#### [EXERCISE DETAILS]
The entries are to be returned exactly, with images left out.

▬▬▬▬▬▬

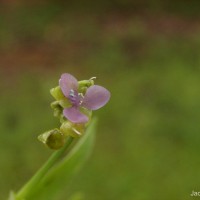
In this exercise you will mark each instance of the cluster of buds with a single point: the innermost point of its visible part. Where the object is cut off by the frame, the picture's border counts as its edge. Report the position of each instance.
(73, 105)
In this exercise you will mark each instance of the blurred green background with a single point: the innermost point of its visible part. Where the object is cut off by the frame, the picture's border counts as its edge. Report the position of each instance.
(147, 53)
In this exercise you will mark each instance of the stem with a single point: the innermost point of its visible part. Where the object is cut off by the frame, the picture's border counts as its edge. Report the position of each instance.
(33, 182)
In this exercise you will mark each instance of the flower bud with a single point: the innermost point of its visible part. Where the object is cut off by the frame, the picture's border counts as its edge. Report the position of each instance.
(74, 130)
(54, 139)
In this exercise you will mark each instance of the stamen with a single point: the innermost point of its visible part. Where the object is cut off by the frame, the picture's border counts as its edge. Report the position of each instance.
(93, 78)
(71, 93)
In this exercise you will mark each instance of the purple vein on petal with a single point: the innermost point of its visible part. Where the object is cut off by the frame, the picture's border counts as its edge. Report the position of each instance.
(68, 82)
(96, 97)
(74, 115)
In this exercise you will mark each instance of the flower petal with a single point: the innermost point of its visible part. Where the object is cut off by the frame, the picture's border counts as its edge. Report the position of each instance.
(96, 97)
(68, 82)
(74, 115)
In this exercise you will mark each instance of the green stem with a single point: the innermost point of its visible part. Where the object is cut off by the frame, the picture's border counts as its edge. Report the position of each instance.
(32, 183)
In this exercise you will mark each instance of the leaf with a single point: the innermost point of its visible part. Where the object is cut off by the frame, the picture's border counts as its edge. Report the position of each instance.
(11, 196)
(58, 177)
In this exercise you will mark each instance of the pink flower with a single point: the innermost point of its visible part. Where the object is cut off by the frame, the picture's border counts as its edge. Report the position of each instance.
(95, 97)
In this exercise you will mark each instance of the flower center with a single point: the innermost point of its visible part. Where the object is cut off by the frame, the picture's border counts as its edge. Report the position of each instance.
(75, 98)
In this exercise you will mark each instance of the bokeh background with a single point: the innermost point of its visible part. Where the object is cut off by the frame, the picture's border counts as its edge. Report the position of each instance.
(147, 53)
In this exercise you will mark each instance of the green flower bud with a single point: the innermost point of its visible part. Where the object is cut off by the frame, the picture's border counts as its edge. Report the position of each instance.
(57, 93)
(83, 85)
(54, 139)
(74, 130)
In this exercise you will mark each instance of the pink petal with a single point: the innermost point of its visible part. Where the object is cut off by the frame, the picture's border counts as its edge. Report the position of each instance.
(67, 82)
(96, 97)
(74, 115)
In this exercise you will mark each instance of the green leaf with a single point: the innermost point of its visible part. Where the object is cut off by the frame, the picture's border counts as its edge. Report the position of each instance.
(11, 196)
(58, 177)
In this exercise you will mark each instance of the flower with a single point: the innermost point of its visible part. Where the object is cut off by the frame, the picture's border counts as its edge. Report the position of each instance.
(95, 97)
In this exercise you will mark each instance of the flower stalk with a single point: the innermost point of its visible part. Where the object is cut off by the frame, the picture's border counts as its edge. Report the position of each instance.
(30, 186)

▬▬▬▬▬▬

#### [EXERCISE OUTPUT]
In this exercise you will mark each instance of the cluster of buds with a single point: the innermost point of its visible part. Where the object is cut off by the frame, the picture's border counts as its edge. Report the position of each instance.
(73, 105)
In this exercise you will mark each instance of the blurred green background with a single point: the innermost point of its visible part. Where the object is cut off by the frame, the picture's border counts as its edge. Report the position of each instance.
(147, 53)
In this exercise you will mark each instance of the stem with a single point: the innermost point of its visible part. Where the object is cut off by the frame, the picture's border counts as its edge. Report the position of each instance.
(33, 182)
In this exercise you will mark each instance of the flower bud with a single point: the innermost point of its visible part. Where the object is cut off by the frame, the picture's border counts as its edge. Report the position of each instance.
(74, 130)
(54, 139)
In this exercise you will mark each instance of the stamen with a single point: the innermost point of its visible part. Where the object is cut off by the frame, the picture's border counts as its edge. Report the position of each instance.
(93, 78)
(71, 93)
In this exercise you will mark each instance of the purple vein on petal with a single point: the innermost point of its visible part. Where the object is cut off by the frame, the picture's border counts as its edge. Report the position of each instance.
(68, 82)
(96, 97)
(74, 115)
In this exercise you will mark each instance of the flower petal with a single point: the innermost point of its visible part. Where the object is cut off by the frame, the picture's border counts as its edge. Report the position of each instance.
(96, 97)
(68, 82)
(74, 115)
In this exercise you will mark each instance of the green stem with a single point: the innermost point of its visible part. Where the object is cut off by the frame, the picture's border counts as its edge. Report the position of each instance.
(32, 183)
In this exercise you will mark each instance of the leaf with a single point: the innermost point of its visible part. Where the object is cut off by the frame, the picture's border counts as its edge. Report the position of each instance.
(11, 196)
(58, 177)
In this exercise you will mark each instance of the pink flower with a single point: the innermost point of its visible part. Where the object is cut off by the frame, the picture's border counts as its edge. Report the position of each instance.
(95, 97)
In this exercise you will mark each instance of the flower center with a single point: the innermost point of its visible part. Where the object is cut off by the frame, the picture's border counts as its edge. Report the position of each instance.
(75, 98)
In this exercise you will mark each instance of the bokeh background with a single point: the innermost point of its visible part. Where the object is cut off by the frame, the picture's border counts as its edge. Report the position of each instance.
(147, 53)
In this exercise you will mark each instance of the green flower bud with a single point: the innermost point of its visible part. Where the object is cut off by the frame, the picture's border counts as its edge. Report the position of each instance.
(57, 93)
(83, 85)
(54, 139)
(74, 130)
In this exercise you will mark each instance of the pink petal with a single point: the innermost point of its visible part. Where the object is cut off by the frame, the picture's border counts as its edge. Report the position of each instance.
(67, 82)
(96, 97)
(74, 115)
In this exercise you will mark each instance of the green leaf with a single point: the innermost point of its visible part. Where the object is cut off by the frame, the picture's border counts as its edge. Report the position of each instance.
(11, 196)
(58, 177)
In this exercise you will mark each instance of the flower with a single point: the innermost point of its visible part. Where the object is cut off by the frame, the picture's border counts as its edge. Report the position of each instance.
(95, 97)
In this exercise you will mark each instance of the flower stalk with a single point: the innermost point of its visible part. Where the object is cut off by the frame, the picture's border counts as its edge. Report the position of each instance.
(30, 186)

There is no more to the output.